**Data for this task**
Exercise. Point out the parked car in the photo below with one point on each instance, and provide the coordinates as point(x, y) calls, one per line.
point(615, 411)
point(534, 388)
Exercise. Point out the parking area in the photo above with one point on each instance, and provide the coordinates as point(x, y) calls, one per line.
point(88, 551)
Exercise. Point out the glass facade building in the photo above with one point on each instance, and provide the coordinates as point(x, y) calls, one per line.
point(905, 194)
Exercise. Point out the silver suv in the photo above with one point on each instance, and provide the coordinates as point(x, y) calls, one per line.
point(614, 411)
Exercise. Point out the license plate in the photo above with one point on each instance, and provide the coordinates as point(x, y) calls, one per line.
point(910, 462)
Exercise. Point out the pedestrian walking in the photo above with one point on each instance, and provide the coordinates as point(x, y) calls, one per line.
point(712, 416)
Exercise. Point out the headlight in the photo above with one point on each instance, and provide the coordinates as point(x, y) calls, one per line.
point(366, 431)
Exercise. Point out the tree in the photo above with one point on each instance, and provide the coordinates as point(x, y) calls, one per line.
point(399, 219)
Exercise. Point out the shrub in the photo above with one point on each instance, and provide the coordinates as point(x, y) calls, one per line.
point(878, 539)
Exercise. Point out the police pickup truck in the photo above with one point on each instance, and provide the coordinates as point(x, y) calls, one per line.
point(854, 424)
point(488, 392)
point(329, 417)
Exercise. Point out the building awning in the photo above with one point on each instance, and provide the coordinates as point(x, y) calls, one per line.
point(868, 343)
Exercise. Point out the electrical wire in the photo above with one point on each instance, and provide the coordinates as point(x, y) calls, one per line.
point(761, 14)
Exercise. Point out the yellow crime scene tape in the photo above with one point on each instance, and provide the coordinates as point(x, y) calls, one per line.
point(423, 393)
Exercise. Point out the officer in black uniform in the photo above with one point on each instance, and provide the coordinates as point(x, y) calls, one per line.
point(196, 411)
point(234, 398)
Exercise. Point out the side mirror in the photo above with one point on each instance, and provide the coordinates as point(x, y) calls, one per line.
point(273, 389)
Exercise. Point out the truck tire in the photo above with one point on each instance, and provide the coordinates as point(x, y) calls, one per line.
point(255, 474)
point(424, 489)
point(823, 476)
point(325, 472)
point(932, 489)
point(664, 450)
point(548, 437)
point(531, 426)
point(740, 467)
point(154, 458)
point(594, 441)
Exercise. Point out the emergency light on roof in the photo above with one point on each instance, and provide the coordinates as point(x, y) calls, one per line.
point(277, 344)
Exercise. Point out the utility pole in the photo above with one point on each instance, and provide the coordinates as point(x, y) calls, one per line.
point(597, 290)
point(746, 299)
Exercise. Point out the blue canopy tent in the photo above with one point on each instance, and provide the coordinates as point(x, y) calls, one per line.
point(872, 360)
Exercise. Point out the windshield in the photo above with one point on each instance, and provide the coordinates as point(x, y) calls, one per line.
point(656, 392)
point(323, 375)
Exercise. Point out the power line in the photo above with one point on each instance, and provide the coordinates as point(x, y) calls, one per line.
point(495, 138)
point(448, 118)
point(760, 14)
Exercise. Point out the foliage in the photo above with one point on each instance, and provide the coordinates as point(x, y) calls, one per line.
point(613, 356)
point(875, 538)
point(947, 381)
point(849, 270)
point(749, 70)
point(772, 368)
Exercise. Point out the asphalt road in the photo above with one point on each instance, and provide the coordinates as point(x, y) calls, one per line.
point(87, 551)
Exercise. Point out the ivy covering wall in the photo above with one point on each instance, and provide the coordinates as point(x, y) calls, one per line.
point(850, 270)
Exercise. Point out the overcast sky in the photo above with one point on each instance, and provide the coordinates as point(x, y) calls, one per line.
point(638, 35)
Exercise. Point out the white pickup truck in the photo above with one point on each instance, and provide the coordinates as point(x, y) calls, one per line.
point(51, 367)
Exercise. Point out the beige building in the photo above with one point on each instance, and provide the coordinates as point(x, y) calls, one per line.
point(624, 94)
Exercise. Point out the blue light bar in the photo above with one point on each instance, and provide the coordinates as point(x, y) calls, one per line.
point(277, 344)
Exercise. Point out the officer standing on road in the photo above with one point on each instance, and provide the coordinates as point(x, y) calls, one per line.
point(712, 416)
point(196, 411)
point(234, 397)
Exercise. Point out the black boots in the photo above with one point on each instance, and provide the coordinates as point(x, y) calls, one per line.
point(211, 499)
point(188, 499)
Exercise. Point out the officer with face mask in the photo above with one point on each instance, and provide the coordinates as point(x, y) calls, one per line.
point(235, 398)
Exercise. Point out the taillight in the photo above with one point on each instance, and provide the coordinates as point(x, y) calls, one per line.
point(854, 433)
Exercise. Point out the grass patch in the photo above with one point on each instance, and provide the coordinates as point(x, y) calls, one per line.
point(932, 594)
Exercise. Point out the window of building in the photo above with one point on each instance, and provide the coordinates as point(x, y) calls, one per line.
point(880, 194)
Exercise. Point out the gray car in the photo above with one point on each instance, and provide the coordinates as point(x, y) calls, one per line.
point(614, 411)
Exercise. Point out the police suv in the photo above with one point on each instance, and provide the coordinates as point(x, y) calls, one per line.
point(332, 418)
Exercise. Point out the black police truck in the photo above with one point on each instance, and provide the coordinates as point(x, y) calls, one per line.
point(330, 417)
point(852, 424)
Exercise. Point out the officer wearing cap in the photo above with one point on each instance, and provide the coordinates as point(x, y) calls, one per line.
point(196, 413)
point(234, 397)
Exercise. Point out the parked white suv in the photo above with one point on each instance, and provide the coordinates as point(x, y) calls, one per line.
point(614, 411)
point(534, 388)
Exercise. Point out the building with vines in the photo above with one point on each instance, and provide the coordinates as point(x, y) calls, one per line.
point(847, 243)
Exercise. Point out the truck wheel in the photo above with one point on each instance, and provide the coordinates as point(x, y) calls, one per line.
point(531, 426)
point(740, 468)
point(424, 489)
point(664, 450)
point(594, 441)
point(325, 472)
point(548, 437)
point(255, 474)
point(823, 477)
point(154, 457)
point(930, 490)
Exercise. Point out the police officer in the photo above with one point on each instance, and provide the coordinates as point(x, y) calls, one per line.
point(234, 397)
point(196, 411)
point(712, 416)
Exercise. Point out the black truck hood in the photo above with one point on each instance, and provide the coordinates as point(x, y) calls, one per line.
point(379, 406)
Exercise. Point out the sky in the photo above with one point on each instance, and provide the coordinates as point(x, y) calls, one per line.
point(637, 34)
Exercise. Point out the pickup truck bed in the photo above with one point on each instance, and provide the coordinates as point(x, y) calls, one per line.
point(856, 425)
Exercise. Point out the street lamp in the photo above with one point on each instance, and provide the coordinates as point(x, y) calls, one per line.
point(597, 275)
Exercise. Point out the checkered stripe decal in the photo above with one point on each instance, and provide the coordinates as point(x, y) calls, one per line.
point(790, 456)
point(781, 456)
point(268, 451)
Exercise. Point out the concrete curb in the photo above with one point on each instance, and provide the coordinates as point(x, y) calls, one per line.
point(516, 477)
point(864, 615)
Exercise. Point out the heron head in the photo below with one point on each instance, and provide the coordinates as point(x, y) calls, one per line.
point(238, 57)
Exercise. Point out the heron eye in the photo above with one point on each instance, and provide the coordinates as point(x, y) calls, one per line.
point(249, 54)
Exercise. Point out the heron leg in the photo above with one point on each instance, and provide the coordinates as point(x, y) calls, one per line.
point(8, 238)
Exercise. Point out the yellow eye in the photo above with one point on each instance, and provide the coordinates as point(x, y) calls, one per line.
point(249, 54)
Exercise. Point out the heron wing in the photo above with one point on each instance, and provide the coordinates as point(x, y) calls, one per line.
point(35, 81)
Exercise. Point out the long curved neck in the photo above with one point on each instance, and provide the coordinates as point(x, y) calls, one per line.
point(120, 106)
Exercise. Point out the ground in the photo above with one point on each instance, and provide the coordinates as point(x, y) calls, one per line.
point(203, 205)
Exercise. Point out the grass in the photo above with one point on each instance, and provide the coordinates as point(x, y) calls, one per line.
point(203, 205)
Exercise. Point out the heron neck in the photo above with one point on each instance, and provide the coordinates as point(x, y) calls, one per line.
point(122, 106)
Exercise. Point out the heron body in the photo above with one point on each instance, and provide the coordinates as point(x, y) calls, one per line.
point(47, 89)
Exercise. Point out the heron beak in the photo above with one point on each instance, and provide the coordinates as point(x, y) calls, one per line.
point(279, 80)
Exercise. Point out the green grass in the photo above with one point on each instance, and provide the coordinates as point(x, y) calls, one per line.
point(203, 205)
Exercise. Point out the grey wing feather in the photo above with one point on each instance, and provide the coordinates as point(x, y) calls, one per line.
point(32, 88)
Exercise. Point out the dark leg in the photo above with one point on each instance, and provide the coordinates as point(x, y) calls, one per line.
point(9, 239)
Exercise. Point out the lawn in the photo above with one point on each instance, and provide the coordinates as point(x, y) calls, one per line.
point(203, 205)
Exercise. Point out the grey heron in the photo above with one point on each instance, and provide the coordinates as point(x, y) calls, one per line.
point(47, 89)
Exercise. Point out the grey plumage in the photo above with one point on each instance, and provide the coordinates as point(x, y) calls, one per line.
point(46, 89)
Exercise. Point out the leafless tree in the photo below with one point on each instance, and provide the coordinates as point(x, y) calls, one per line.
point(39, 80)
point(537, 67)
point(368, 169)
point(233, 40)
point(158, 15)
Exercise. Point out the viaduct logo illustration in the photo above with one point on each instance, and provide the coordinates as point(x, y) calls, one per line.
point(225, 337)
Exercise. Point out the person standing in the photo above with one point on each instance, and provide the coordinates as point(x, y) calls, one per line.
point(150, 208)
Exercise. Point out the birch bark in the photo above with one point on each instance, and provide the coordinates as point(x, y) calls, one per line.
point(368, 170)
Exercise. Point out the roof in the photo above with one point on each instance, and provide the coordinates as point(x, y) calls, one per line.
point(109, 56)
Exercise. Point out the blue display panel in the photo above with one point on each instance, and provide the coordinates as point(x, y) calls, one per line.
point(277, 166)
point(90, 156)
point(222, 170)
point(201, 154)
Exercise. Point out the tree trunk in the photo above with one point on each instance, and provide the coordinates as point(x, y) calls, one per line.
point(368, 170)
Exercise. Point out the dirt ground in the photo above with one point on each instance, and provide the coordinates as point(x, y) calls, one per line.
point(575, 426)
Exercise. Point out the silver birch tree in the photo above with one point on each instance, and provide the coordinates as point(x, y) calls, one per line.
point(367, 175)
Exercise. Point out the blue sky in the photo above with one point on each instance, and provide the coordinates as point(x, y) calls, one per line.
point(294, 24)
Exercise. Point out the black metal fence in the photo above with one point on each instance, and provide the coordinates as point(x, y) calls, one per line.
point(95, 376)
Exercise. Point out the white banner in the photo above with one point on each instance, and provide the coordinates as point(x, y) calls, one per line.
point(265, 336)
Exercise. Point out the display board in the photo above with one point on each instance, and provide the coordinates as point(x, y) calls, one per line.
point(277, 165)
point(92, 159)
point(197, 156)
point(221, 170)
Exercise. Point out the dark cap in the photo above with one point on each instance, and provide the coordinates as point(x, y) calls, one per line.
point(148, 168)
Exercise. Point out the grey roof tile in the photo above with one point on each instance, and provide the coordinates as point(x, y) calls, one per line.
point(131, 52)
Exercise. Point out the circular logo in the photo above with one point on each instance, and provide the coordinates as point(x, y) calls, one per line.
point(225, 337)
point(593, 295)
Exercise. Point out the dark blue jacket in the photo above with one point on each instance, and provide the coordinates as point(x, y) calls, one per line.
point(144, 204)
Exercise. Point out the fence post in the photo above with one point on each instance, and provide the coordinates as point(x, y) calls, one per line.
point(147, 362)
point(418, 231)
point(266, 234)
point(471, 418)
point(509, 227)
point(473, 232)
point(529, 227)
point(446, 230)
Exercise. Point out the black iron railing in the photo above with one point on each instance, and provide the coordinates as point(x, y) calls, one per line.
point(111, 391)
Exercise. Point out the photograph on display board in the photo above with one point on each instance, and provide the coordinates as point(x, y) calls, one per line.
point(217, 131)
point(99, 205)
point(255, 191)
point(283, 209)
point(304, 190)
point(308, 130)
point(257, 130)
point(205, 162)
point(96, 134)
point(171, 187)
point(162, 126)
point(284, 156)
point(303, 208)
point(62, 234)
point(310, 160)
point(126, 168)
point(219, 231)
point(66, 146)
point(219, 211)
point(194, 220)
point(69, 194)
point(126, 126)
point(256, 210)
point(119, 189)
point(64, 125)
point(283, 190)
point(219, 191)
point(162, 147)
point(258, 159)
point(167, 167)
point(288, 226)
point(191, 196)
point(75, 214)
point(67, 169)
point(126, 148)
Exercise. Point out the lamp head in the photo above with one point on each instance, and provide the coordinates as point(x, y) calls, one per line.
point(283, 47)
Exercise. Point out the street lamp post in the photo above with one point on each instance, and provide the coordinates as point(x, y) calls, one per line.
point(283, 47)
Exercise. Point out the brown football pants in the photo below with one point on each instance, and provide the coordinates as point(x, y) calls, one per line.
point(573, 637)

**What you will do**
Reproduce only the lines from the one containing "Exercise. Point out the blue canopy" through the one containing "point(624, 94)", substituting "vegetation" for "foliage" and leaving everything else unchanged.

**Final result**
Exercise. Point out the blue canopy tent in the photo above with one point on each instance, and provide the coordinates as point(x, y) calls, one per line.
point(872, 360)
Exercise. Point out the windshield in the photo above with one point on each instance, and provide the coordinates as point(x, y) calls, one per line.
point(656, 392)
point(323, 375)
Exercise. Point out the power line in the photo above with one point on each instance, and provide the coordinates as point(x, y) calls, one per line.
point(495, 138)
point(448, 118)
point(760, 14)
Exercise. Point out the vegetation in the photo above with one point on each instance, and provide the coordinates as point(x, y) calls, one per line.
point(613, 356)
point(875, 538)
point(947, 381)
point(849, 270)
point(749, 70)
point(772, 368)
Exercise. Point out the asphalt road in the photo above with one point on each instance, and provide the coordinates as point(x, y) calls, one per line.
point(87, 551)
Exercise. Point out the ivy covering wall in the photo above with one point on each instance, and provide the coordinates as point(x, y) calls, one per line.
point(850, 270)
Exercise. Point out the overcast sky in the photo above with one point on each instance, and provide the coordinates as point(x, y) calls, one per line.
point(638, 35)
Exercise. Point out the white pickup truck in the photo above with one point on each instance, and provide the coordinates as point(x, y) calls, one per line.
point(51, 367)
Exercise. Point out the beige building in the photo above with one point on each instance, and provide the coordinates as point(x, y) calls, one per line.
point(624, 94)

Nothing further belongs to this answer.